- [Exercise aim]
Please format the lines from the start of the records through the line containing "For each instance, a", inclusive, as a numbered list, leaving out any blank lines.

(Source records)
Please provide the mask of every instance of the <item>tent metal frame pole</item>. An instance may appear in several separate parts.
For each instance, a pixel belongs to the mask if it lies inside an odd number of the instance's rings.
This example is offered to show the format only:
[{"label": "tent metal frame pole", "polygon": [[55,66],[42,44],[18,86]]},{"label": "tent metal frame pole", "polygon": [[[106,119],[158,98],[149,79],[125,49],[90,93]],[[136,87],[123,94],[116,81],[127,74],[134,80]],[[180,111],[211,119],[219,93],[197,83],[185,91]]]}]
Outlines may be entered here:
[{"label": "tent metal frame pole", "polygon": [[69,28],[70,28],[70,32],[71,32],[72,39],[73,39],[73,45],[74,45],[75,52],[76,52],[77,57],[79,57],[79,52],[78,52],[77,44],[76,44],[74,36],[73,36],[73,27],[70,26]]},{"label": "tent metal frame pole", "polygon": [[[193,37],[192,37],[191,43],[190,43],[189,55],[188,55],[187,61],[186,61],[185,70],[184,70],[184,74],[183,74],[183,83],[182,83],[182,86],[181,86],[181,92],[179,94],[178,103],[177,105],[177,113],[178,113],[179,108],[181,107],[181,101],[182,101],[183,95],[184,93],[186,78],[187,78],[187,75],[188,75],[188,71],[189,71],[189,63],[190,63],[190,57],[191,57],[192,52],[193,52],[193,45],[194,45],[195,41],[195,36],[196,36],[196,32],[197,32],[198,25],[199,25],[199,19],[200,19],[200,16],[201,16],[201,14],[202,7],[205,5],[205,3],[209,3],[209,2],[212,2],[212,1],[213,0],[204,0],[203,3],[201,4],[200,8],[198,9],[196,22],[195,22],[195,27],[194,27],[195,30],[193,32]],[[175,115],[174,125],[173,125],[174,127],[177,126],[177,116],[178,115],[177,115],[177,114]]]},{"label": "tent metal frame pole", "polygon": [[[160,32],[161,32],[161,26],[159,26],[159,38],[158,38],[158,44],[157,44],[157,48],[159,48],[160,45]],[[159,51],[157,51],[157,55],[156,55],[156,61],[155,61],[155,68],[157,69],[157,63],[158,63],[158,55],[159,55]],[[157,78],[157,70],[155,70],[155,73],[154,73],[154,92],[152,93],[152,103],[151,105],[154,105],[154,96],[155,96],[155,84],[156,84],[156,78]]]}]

- [Worked answer]
1. Please provide the mask of every instance of the <item>tent metal frame pole</item>. An instance may appear in several separate parts.
2. For each instance, a pixel belongs to the mask if it lies inside an odd number of the instance's rings.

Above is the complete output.